(Natural language region descriptions)
======
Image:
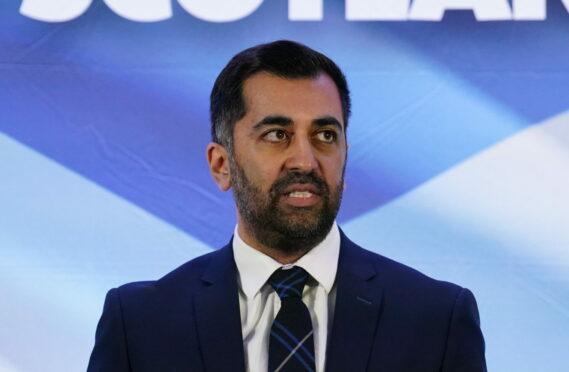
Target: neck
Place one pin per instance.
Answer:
(279, 254)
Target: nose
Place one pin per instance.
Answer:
(301, 155)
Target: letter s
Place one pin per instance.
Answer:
(54, 10)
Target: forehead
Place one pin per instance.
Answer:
(299, 99)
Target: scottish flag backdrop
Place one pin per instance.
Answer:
(458, 165)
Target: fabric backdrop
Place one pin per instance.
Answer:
(458, 164)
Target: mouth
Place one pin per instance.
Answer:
(301, 195)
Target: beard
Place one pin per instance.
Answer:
(285, 228)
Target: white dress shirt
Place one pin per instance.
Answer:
(259, 304)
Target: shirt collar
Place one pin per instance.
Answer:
(255, 268)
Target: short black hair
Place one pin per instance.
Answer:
(282, 58)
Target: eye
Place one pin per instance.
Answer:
(275, 135)
(328, 136)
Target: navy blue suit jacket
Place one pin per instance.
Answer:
(388, 317)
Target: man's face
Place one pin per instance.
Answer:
(289, 157)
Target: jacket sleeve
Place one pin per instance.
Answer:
(110, 351)
(465, 343)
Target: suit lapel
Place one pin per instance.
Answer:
(218, 316)
(356, 315)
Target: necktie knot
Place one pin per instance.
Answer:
(289, 282)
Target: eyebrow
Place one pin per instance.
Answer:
(286, 122)
(273, 120)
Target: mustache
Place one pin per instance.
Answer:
(299, 178)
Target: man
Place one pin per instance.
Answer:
(290, 292)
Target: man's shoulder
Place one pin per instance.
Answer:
(187, 278)
(392, 275)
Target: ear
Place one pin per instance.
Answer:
(218, 161)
======
YOUR GOAL> Give back all entries exactly. No pictures belong in the copy.

RESULT OF THE EXERCISE>
Image:
Target: neck
Place one pin per instance.
Answer:
(279, 254)
Target: nose
Place one pin per instance.
Answer:
(301, 155)
Target: letter s
Place one pin per instance.
Answer:
(54, 10)
Target: forehead
Place one pin per instance.
Answer:
(299, 99)
Target: scottish flag backdrop
Place one pin per instance.
Answer:
(458, 165)
Target: fabric backdrop
Place one pin per instance.
Answer:
(458, 164)
Target: mouth
Place one pin per instance.
Answer:
(301, 195)
Target: beard
Place one pin per instance.
Answer:
(285, 228)
Target: white dress shirt
Place one pin per instance.
Answer:
(259, 304)
Target: shirt collar
Place one pin per instance.
Answer:
(255, 268)
Target: short black hair
Place one pin per instance.
Answer:
(282, 58)
Target: eye
Place one pin per instance.
Answer:
(275, 135)
(328, 136)
Target: navy blue suit jacket
Place one pin per instance.
Answer:
(388, 317)
Target: man's face
Place one pin per instance.
Answer:
(289, 157)
Target: jacket sleeve
Place one pin per instance.
Answer:
(110, 351)
(465, 343)
Target: suit lapel
Place one pin per instance.
Answer:
(218, 316)
(356, 315)
Target: necktie knot
Place one pin per instance.
Answer:
(289, 282)
Target: eyebrow
Place one pin per instance.
Answer:
(286, 122)
(273, 120)
Target: mustache
Place one pin per instance.
Answer:
(299, 178)
Target: man
Place one pin per instance.
Answer:
(290, 292)
Target: man's shoulder
Place one pin per instance.
Answer:
(187, 278)
(392, 275)
Target: ear
Place one pin per instance.
Answer:
(218, 161)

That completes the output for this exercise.